** Opening Document text block **

Reductionism has reigned as our dominant world view for 350 years in Western society. Physicist Steven Weinberg states that when the science shall have been done, all the explanatory arrows will point downward, from societies to people, to organs, to cells, to biochemistry, to chemistry and ultimately to physics and the final theory.

I think he is wrong: the evolution of the biosphere, the economy, our human culture and perhaps aspects of the abiotic world, stand partially free of physical law and are not entailed by fundamental physics. The universe is open.

The World Question Center 2009

Reductionism is doing less and less for me as time goes by. An open, strange and mysterious universe is way more exciting than a nailed-down, well-defined one. (Incidentally, I'm coming to think that, in its way, religion is as reductionist as science.)

Fraser commented:

Your Mum is as reductionist as science.

Fraser commented:

also, "...when the science shall have been done..."? I'm not even sure the grammar books have a word for that tense. :P

Matt commented:

*hits Fraser with the OFF-TOPIC bat*

Nathan commented:

If physicists think reductionism is the way to go, they're wrong. Other scientists would probably disagree with Weinberg...

KT commented:

Fraser: future perfect

Matt: please don't hit me

Fraser commented:

Stupid modals. I wish my language had proper future tenses.

Matt commented:

Stupid commenters. I wish my language had STAY ON TOPIC.

</joke>

Nato commented:

um, matt, to have correct HTML, don't you need to have an opening and closing tag?

To elaborate on my previous comment, a biologist might disagree with Weinberg, because while an organism has to follow chemical and physical rules, there is a lot of variety in how they can obey the rules. Nature is filled with designs that follow the laws of physics, but couldn't be predicted from the laws of physics. I can think of numerous other fields where the same applies: computer science, engineering (of all your different types), etc... People are pretty much the same - there are set psychological rules that people will follow, set physiological limits they have, but an individuals own life is ridiculously hard to predict. So yes, I agree with you.

** Closing Document text block **
** Opening Raw data block **

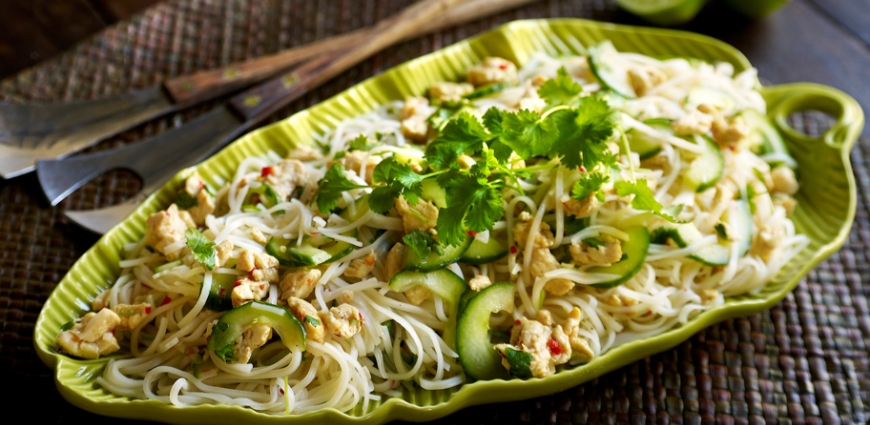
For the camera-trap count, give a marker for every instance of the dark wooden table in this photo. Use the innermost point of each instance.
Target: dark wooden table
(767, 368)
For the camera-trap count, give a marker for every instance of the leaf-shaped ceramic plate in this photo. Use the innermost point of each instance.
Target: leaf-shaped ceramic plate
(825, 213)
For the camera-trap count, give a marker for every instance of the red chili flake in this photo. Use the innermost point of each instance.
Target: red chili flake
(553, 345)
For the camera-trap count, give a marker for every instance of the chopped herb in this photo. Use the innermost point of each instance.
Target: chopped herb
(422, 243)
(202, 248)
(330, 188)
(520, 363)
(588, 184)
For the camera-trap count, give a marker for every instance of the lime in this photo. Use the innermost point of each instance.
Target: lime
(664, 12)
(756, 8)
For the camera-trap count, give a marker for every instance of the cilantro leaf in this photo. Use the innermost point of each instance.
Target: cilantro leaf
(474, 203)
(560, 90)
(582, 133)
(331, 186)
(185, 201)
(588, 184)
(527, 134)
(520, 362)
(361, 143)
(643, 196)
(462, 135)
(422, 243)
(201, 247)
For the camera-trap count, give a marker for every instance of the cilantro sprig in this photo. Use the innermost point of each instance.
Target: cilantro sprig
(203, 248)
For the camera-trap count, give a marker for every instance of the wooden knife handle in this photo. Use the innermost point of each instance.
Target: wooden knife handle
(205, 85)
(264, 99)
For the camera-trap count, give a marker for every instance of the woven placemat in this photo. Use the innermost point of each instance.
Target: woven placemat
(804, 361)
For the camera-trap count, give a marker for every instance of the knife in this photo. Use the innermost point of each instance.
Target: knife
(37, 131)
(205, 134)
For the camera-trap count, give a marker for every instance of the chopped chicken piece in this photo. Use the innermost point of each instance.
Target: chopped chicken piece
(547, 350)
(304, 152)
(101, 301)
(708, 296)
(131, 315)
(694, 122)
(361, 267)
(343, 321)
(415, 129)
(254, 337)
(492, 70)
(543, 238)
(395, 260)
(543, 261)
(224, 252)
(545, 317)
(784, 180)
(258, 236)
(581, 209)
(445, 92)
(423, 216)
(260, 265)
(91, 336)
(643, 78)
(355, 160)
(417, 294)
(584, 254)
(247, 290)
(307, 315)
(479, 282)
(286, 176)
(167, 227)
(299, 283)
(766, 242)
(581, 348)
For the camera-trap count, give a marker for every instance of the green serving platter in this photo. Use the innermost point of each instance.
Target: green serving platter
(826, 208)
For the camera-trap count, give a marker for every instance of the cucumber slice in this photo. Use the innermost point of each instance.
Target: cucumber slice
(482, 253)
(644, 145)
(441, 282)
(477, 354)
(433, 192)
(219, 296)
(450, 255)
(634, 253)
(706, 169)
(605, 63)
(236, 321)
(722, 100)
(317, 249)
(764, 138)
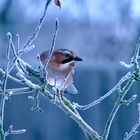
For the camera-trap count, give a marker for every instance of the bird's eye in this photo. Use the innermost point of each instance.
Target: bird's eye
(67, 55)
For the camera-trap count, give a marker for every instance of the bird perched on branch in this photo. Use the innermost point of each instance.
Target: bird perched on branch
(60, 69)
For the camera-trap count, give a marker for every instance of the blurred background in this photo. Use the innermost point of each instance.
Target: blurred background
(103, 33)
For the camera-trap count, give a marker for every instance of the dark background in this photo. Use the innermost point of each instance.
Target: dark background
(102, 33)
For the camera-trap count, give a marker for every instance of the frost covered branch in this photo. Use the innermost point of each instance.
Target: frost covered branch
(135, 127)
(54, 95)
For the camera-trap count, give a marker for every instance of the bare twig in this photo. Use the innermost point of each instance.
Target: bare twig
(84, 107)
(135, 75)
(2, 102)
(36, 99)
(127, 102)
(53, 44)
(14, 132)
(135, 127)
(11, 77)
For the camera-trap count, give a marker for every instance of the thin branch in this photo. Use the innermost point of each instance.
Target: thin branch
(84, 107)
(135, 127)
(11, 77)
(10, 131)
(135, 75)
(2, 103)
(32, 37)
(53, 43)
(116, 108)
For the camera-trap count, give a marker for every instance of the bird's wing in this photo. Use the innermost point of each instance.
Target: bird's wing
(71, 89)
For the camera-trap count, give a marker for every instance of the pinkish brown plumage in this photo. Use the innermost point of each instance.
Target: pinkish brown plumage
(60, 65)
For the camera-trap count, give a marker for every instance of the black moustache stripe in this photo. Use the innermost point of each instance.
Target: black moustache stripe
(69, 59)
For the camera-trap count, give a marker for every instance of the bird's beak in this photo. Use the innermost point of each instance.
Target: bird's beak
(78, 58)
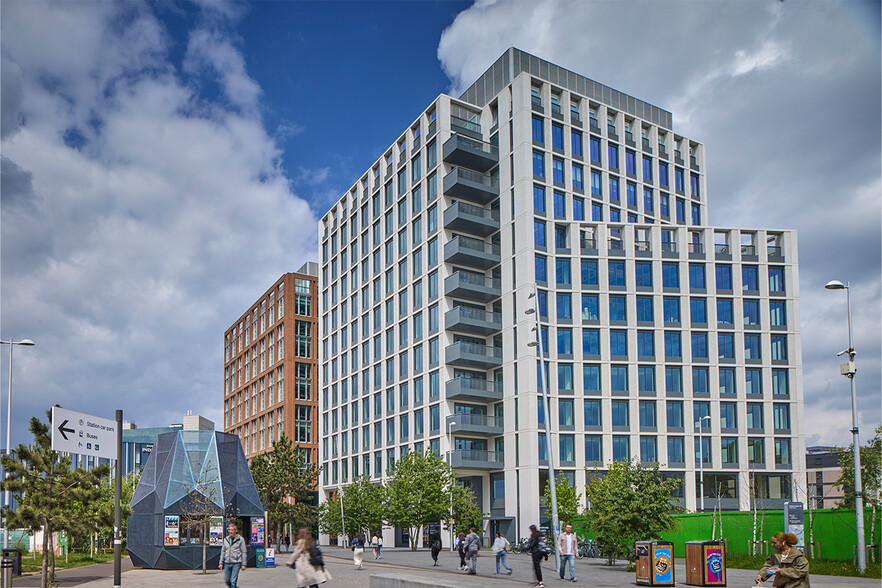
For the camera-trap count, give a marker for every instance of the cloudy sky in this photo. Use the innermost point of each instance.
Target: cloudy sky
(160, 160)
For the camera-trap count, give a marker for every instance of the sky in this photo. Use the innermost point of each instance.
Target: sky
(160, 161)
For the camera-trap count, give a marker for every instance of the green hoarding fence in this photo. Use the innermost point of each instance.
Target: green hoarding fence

** Closing Raw data block **

• [Problems and tasks]
1. Answer these questions from the reductionism text, one per line:
(a) For how many years has reductionism reigned as the dominant world view in Western society?
(b) What name does KT give for the tense that Fraser asked about?
(c) Which two fields are named before "etc..." as others where the same applies?
2. Extract the stretch of the reductionism text from "Stupid modals. I" through "and closing tag?".

• [Per-task answers]
1.
(a) 350 years
(b) Future perfect
(c) Computer science and engineering

2.
Stupid modals. I wish my language had proper future tenses.

Matt commented:

Stupid commenters. I wish my language had STAY ON TOPIC.

</joke>

Nato commented:

um, matt, to have correct HTML, don't you need to have an opening and closing tag?